ARTIGO:
○ ○ ○ ○

Esse estudo é classificado como exploratório, por se constituir de revisão

bibliográfica – com vias a familiarizar o leitor com o tema – e, posteriormente, a aplicação

de uma entrevista para melhor embasar o tema. O método foi comparativo, por procurar

os padrões dentro da entrevista que foi aplicada ao grupo específico. Padrões, nesse

contexto, são representados pelos problemas comuns, apresentados nos relatos dos

respondentes.

A seguir, veremos os resultados e a análise de um questionário elaborado com vias

a entrevistar ONGs feministas da América Latina como forma de averiguar quais são as

barreiras linguísticas encontradas na configuração das páginas e como essas organizações

acreditam que o problema possa ser contornado. Por havermos nos comprometido a

manter o anonimato dessas ONGs não divulgaremos os nomes, expondo apenas dados

gerais sobre elas. O questionário foi enviado a sete organizações diferentes, localizadas

em cinco países: El Salvador, Peru, Bolívia, Paraguai e Chile. Todos esses países são

multilíngues, como dito anteriormente, e possuem uma expressiva porcentagem de

população indígena. As ONGs têm em suas pautas questões como o empoderamento

feminino, a promoção da igualdade entre homens e mulheres, a violência doméstica, o

assédio sexual, trabalho e emprego, políticas públicas e questões indígenas na esfera

pública. Nosso questionário buscou investigar as principais dificuldades encontradas em

configurar uma página multilíngue, bem como o que se pensava a respeito do tema.

○ ○ ○ ○

ENUNCIADO 1:
Responda às perguntas abaixo com base no artigo sobre as ONGs feministas.
(a) Como o estudo é classificado?
(b) Para quantas organizações o questionário foi enviado?
(c) Em quais países essas organizações estão localizadas?
ENUNCIADO 2:
Explique, em até três frases, por que o método do artigo sobre as ONGs feministas é considerado comparativo.
ENUNCIADO 3:
Dê continuidade ao artigo sobre as ONGs feministas a partir da última frase apresentada.

REGISTROS FORNECIDOS:
○ ○ ○ ○

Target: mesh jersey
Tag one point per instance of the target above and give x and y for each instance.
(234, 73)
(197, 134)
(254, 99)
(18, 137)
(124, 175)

○ ○ ○ ○

RESPOSTA ESCRITA 1:
(a) Como exploratório.
(b) Para sete organizações.
(c) El Salvador, Peru, Bolívia, Paraguai e Chile.

RESPOSTA ESCRITA 2:
O método é comparativo porque procura padrões dentro da entrevista aplicada ao grupo específico. Nesse contexto, os padrões são os problemas comuns apresentados nos relatos dos respondentes.

RESPOSTA ESCRITA 3:
Anteriormente, falamos acerca de dois movimentos que acontecem na web 2.0

com vias a torná-la mais democrática e acessível a públicos que nem sempre conseguem

se incluir nela de forma a aproveitar todas as suas potencialidades. O ciberfeminismo é

conhecido hoje com um movimento amplo, pois abrange todo um conjunto de

manifestações feministas na web. Está nos blogs, nas redes sociais, fóruns, revistas

digitais, dentre outros tipos de páginas que possuem informações referentes ao tema. O

multilinguismo, embora seja nomeado enquanto uma característica, cresce enquanto

manifestação política e cultural, pois não é mais visto apenas como uma prática, mas,

também, enquanto meio de resistência aos processos colonizadores que a globalização

vem trazendo desde a época dos “descobrimentos”.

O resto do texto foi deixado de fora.